> **Text section**
□ □ □
Multiple sequences are merged.

itertools.chain(*iterables) # Multiple sequences directly concatenated
# chain('ABC', 'DEF') -> A, B, C, D, E, F

import heapq
heapq.merge(*iterables, key=None, reverse=False) # Multiple sequences in order
# merge('ABF', 'CDE') -> A, B, C, D, E, F

zip(*iterables) # Stop when the shortest sequence is exhausted, the result can only be consumed once
itertools.zip_longest(*iterables, fillvalue=None) # Stop when the longest sequence is exhausted, the result can only be consumed once

3.3 Counters

A counter counts the number of occurrences of each element in an iterable object.

import collections
# Create
collections.Counter(iterable)

# frequency
collections.Counter[key] # frequency of key occurrences
# return the n most frequent elements and their corresponding frequencies, if n is None, return all elements
collections.Counter.most_common(n=None)

# Insert/Update
collections.Counter.update(iterable)
counter1 + counter2; counter1 - counter2 # counter plus or minus

# Check if two strings have the same constituent elements
collections.Counter(list1) == collections.Counter(list2)

3.4 Dict with default values

When accessing a non-existent Key, defaultdict will set it to some default value.

import collections
collections.defaultdict(type) # When a dict[key] is accessed for the first time, type is called without arguments, providing an initial value for the dict[key].

3.5 Ordered Dict

import collections
OrderedDict(items=None) # Preserve the original insertion order when iterating

4. High Performance Programming and Debugging


4.1 Outputting error and warning messages

Outputting messages to standard errors

import sys
sys.stderr.write('')
□ □ □
> **Recorded data**
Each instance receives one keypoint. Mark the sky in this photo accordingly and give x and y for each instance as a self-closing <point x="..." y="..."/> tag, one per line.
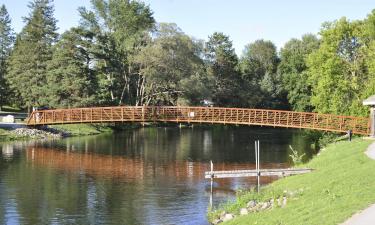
□ □ □
> **Requirement 1**
Transcribe the Python notes between "A counter counts" and "collections.Counter.update(iterable)", inclusive.
> **Requirement 2**
According to the Python notes, when does zip stop?

> **Finished answer 1**
A counter counts the number of occurrences of each element in an iterable object.

import collections
# Create
collections.Counter(iterable)

# frequency
collections.Counter[key] # frequency of key occurrences
# return the n most frequent elements and their corresponding frequencies, if n is None, return all elements
collections.Counter.most_common(n=None)

# Insert/Update
collections.Counter.update(iterable)

> **Finished answer 2**
It stops when the shortest sequence is exhausted.